## CHALLENGE
List every line in the items below that contains the string "sink", copying each line whole. Case matters when matching.

## SUPPLIED MATERIAL
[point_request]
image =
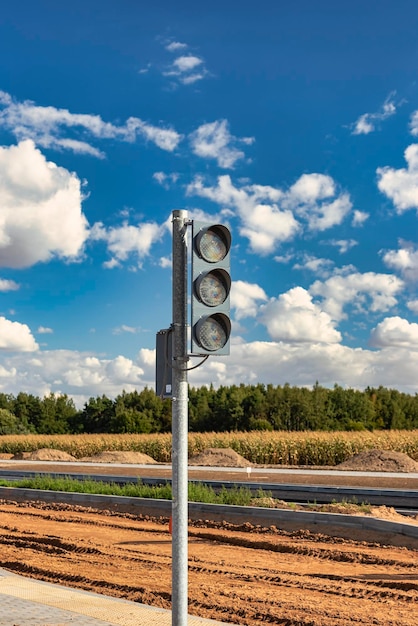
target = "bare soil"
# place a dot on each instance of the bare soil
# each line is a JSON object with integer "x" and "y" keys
{"x": 244, "y": 575}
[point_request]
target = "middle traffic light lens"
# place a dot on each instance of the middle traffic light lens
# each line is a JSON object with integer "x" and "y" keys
{"x": 212, "y": 290}
{"x": 211, "y": 334}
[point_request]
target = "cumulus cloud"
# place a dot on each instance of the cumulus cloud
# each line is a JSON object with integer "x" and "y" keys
{"x": 187, "y": 68}
{"x": 343, "y": 245}
{"x": 375, "y": 291}
{"x": 268, "y": 214}
{"x": 8, "y": 285}
{"x": 44, "y": 330}
{"x": 41, "y": 213}
{"x": 401, "y": 186}
{"x": 312, "y": 198}
{"x": 165, "y": 180}
{"x": 368, "y": 122}
{"x": 126, "y": 241}
{"x": 60, "y": 129}
{"x": 359, "y": 217}
{"x": 414, "y": 124}
{"x": 313, "y": 264}
{"x": 245, "y": 297}
{"x": 403, "y": 260}
{"x": 214, "y": 141}
{"x": 263, "y": 223}
{"x": 293, "y": 317}
{"x": 175, "y": 46}
{"x": 16, "y": 337}
{"x": 395, "y": 331}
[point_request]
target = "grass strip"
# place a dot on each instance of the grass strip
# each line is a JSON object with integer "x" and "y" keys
{"x": 197, "y": 492}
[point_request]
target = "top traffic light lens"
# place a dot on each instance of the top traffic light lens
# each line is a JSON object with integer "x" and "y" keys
{"x": 212, "y": 244}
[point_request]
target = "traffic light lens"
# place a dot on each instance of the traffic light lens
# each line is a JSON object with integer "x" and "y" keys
{"x": 212, "y": 290}
{"x": 211, "y": 334}
{"x": 212, "y": 246}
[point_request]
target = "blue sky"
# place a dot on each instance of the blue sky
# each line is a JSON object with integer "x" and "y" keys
{"x": 296, "y": 124}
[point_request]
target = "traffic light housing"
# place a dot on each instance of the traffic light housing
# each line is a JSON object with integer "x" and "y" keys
{"x": 211, "y": 286}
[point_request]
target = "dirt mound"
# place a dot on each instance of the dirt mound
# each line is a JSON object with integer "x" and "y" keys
{"x": 44, "y": 454}
{"x": 219, "y": 457}
{"x": 120, "y": 456}
{"x": 380, "y": 461}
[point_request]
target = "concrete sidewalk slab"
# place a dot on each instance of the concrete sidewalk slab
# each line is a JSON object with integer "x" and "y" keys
{"x": 25, "y": 602}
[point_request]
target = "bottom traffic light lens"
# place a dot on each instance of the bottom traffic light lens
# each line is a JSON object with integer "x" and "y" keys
{"x": 212, "y": 332}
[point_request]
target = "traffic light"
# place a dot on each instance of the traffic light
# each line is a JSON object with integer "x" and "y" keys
{"x": 211, "y": 285}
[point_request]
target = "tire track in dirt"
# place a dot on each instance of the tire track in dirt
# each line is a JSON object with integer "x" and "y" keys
{"x": 249, "y": 576}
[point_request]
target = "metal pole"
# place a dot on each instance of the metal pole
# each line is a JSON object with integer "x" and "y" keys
{"x": 179, "y": 422}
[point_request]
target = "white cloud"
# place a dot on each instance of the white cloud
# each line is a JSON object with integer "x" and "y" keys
{"x": 244, "y": 298}
{"x": 414, "y": 124}
{"x": 214, "y": 141}
{"x": 8, "y": 285}
{"x": 413, "y": 306}
{"x": 359, "y": 217}
{"x": 397, "y": 332}
{"x": 82, "y": 376}
{"x": 165, "y": 180}
{"x": 375, "y": 291}
{"x": 187, "y": 63}
{"x": 43, "y": 330}
{"x": 48, "y": 127}
{"x": 186, "y": 69}
{"x": 264, "y": 225}
{"x": 312, "y": 198}
{"x": 344, "y": 245}
{"x": 175, "y": 46}
{"x": 313, "y": 264}
{"x": 126, "y": 240}
{"x": 293, "y": 317}
{"x": 267, "y": 214}
{"x": 367, "y": 122}
{"x": 133, "y": 330}
{"x": 404, "y": 260}
{"x": 401, "y": 186}
{"x": 16, "y": 337}
{"x": 41, "y": 213}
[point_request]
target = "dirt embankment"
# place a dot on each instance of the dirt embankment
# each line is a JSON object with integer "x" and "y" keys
{"x": 242, "y": 575}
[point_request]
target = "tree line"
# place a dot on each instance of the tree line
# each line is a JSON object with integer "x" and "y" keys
{"x": 234, "y": 408}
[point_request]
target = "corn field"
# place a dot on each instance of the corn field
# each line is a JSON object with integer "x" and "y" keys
{"x": 276, "y": 448}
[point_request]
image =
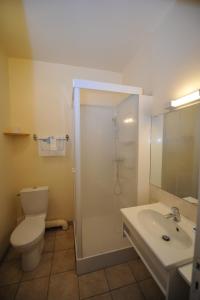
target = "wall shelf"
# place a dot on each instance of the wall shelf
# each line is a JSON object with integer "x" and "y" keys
{"x": 10, "y": 133}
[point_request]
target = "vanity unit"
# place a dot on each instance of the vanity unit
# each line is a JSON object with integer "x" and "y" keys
{"x": 163, "y": 245}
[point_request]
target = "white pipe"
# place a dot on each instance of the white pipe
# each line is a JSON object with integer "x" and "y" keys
{"x": 57, "y": 223}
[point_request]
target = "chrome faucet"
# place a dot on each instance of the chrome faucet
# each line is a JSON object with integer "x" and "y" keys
{"x": 175, "y": 214}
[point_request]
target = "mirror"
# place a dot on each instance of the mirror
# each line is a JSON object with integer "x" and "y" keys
{"x": 175, "y": 149}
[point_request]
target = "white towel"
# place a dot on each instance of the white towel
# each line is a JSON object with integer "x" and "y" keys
{"x": 53, "y": 143}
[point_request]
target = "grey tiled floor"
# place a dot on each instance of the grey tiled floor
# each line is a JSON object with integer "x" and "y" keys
{"x": 55, "y": 278}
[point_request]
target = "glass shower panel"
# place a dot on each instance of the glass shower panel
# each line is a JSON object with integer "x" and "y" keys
{"x": 108, "y": 145}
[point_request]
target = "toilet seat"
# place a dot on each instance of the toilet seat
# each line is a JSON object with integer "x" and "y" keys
{"x": 28, "y": 232}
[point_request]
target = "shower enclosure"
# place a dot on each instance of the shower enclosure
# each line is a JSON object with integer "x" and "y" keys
{"x": 106, "y": 146}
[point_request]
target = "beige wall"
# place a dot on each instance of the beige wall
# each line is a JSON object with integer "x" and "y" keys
{"x": 41, "y": 99}
{"x": 7, "y": 201}
{"x": 168, "y": 63}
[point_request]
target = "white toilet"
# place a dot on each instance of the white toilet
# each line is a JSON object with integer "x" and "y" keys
{"x": 28, "y": 236}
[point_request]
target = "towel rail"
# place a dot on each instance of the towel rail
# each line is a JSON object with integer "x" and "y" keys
{"x": 36, "y": 138}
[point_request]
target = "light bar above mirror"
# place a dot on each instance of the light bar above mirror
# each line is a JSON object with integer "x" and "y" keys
{"x": 185, "y": 100}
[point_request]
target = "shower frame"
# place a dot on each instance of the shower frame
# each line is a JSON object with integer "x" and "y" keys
{"x": 144, "y": 116}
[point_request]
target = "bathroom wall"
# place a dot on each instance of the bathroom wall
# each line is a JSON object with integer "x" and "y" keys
{"x": 41, "y": 103}
{"x": 187, "y": 209}
{"x": 7, "y": 201}
{"x": 168, "y": 63}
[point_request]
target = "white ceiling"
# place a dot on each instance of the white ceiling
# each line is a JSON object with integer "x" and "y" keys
{"x": 101, "y": 34}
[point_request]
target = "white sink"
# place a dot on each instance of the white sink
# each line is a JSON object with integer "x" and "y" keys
{"x": 166, "y": 230}
{"x": 148, "y": 223}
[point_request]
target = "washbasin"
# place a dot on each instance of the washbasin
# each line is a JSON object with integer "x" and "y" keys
{"x": 164, "y": 230}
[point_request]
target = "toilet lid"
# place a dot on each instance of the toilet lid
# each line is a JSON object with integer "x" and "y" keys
{"x": 29, "y": 230}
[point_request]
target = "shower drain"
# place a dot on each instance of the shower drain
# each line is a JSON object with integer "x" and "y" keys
{"x": 166, "y": 238}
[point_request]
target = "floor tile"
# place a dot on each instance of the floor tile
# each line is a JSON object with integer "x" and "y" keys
{"x": 101, "y": 297}
{"x": 130, "y": 292}
{"x": 42, "y": 270}
{"x": 139, "y": 270}
{"x": 12, "y": 254}
{"x": 63, "y": 261}
{"x": 150, "y": 290}
{"x": 64, "y": 242}
{"x": 10, "y": 272}
{"x": 92, "y": 284}
{"x": 33, "y": 290}
{"x": 119, "y": 276}
{"x": 63, "y": 286}
{"x": 8, "y": 292}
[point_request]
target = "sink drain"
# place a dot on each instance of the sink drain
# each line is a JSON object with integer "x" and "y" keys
{"x": 166, "y": 238}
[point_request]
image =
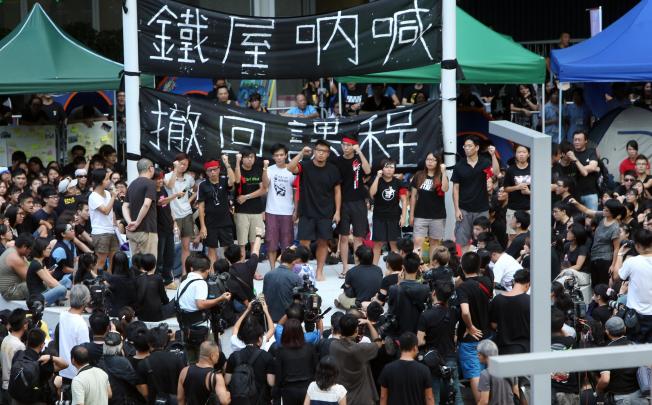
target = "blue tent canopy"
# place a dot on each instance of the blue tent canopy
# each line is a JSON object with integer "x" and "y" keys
{"x": 620, "y": 53}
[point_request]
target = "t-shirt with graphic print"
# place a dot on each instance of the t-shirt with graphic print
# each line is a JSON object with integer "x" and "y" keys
{"x": 280, "y": 199}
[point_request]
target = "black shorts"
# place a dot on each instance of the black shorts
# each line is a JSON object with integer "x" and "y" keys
{"x": 315, "y": 229}
{"x": 354, "y": 213}
{"x": 219, "y": 236}
{"x": 385, "y": 230}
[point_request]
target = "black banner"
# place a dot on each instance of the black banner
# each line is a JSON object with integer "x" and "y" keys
{"x": 204, "y": 129}
{"x": 178, "y": 39}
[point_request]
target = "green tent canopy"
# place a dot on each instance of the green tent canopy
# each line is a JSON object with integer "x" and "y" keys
{"x": 38, "y": 57}
{"x": 484, "y": 55}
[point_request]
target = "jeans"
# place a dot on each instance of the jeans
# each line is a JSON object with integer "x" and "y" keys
{"x": 590, "y": 201}
{"x": 438, "y": 384}
{"x": 55, "y": 294}
{"x": 165, "y": 256}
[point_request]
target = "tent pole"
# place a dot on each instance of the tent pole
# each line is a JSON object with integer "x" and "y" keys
{"x": 448, "y": 97}
{"x": 561, "y": 103}
{"x": 543, "y": 107}
{"x": 132, "y": 83}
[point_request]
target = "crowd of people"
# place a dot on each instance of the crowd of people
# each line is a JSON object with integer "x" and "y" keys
{"x": 418, "y": 330}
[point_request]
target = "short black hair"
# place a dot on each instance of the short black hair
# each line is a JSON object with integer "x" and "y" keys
{"x": 364, "y": 254}
{"x": 348, "y": 325}
{"x": 99, "y": 323}
{"x": 411, "y": 263}
{"x": 470, "y": 263}
{"x": 407, "y": 341}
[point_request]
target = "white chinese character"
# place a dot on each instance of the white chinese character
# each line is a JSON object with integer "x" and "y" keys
{"x": 405, "y": 27}
{"x": 370, "y": 139}
{"x": 253, "y": 39}
{"x": 161, "y": 47}
{"x": 190, "y": 35}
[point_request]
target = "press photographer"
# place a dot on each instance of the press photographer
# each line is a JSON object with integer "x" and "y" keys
{"x": 638, "y": 271}
{"x": 193, "y": 304}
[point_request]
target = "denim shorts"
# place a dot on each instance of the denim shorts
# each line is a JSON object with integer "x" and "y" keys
{"x": 469, "y": 362}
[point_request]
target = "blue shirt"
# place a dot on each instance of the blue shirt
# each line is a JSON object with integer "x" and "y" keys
{"x": 307, "y": 111}
{"x": 310, "y": 337}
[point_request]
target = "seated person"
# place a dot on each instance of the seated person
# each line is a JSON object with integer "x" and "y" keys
{"x": 363, "y": 281}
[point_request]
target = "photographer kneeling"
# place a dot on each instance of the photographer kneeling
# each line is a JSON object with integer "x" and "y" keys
{"x": 193, "y": 305}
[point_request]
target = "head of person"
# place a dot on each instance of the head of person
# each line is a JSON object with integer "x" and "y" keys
{"x": 470, "y": 263}
{"x": 348, "y": 141}
{"x": 80, "y": 296}
{"x": 79, "y": 356}
{"x": 321, "y": 151}
{"x": 365, "y": 255}
{"x": 521, "y": 220}
{"x": 292, "y": 337}
{"x": 471, "y": 146}
{"x": 394, "y": 261}
{"x": 580, "y": 140}
{"x": 232, "y": 253}
{"x": 408, "y": 344}
{"x": 301, "y": 100}
{"x": 145, "y": 168}
{"x": 615, "y": 327}
{"x": 23, "y": 244}
{"x": 222, "y": 94}
{"x": 99, "y": 323}
{"x": 279, "y": 153}
{"x": 17, "y": 321}
{"x": 613, "y": 209}
{"x": 521, "y": 153}
{"x": 248, "y": 158}
{"x": 209, "y": 351}
{"x": 481, "y": 224}
{"x": 326, "y": 373}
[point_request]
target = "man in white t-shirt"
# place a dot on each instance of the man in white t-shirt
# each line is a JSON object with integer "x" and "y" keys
{"x": 280, "y": 210}
{"x": 100, "y": 204}
{"x": 73, "y": 330}
{"x": 178, "y": 181}
{"x": 638, "y": 271}
{"x": 504, "y": 266}
{"x": 11, "y": 344}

## IN RESPONSE
target = "white sink"
# place a dot on each instance of the white sink
target = "sink drain"
# place a dot on each instance of the sink drain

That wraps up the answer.